SELECTED PASSAGE:
>> START

When I came before Sri Sri Radha-Gokulananda this morning, I thought of Srila Prabhupada, how he came here and installed the Deities. There are many wonderful pictures and even live footage of him offering arati and dancing in kirtan before the Deities. And I thought of how Prabhupada endeavored ceaselessly to preach the message of Sri Krishna Chaitanya and to give facility to devotees to progress in Krishna consciousness. He voyaged alone by steamship, arriving in America at the age of seventy, not knowing anyone. On the order of his spiritual master, between the ages of seventy and eighty-two he preached and spread Krishna consciousness and created so many facilities for the devotees, like Bhaktivedanta Manor, all over the world. I thought, “What selfless service. What surrender. What dependence on the Lord. How much the Lord must love Srila Prabhupada.”

>> END

RECORDS TO PROCESS:
>> START

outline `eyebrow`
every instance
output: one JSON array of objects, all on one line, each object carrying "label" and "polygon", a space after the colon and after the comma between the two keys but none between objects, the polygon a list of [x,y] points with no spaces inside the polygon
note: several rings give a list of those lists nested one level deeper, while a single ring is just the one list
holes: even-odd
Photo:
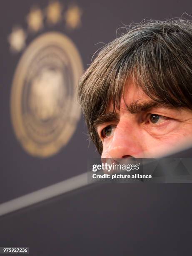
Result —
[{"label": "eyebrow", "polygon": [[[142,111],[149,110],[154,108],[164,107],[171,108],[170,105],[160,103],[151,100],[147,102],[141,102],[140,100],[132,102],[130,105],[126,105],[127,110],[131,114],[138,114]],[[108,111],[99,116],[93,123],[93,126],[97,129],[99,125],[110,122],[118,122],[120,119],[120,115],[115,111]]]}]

>> END
>> START

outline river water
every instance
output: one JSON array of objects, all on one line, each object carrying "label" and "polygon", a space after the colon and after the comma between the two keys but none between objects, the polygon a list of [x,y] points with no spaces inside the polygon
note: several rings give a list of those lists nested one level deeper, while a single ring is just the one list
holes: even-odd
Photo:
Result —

>> END
>> START

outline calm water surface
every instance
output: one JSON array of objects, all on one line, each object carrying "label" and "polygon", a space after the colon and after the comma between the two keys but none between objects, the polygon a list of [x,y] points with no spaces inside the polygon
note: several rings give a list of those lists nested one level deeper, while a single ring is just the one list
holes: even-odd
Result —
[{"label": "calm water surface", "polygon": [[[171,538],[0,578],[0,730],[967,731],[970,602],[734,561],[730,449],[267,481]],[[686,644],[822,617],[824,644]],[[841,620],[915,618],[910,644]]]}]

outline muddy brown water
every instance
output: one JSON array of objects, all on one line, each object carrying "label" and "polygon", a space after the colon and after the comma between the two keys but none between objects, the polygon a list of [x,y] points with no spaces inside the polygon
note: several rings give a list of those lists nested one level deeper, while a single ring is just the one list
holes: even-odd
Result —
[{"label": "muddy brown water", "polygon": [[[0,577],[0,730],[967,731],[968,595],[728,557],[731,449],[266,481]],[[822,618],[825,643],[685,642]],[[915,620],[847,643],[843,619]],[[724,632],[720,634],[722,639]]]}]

>> END

REQUIREMENT 1: Count the lines of the records that contain the word "water", and reply with the number only.
REQUIREMENT 2: Go on with the reflection on Srila Prabhupada from the point where it stops.

EXERCISE ANSWER 1: 5

EXERCISE ANSWER 2:
Then I thought of myself: “Now I am sixty-two. Who knows what condition I’ll be in when I am seventy, the age at which Srila Prabhupada arrived in America. And I have so many people to help me. By Srila Prabhupada’s grace, there are devotees practically everywhere I go. I have people to travel with me and to help me with my luggage. And I go by plane. I don’t go by steamship, by cargo carrier. Yet even then, it is so hard to travel—really hard.

“And Srila Prabhupada had no one. Externally, he was all alone. He began at the age of seventy—he traveled by steamship, cargo carrier—and he served the Lord in the best way by preaching the message of Krishna and making devotees, caring for them, protecting them, encouraging them, and giving them every facility to progress in Krishna consciousness. What deep love for the conditioned souls, for his spiritual master, and for Krishna resided in Srila Prabhupada’s heart! And reciprocally, what love for Srila Prabhupada resided in Krishna’s heart!”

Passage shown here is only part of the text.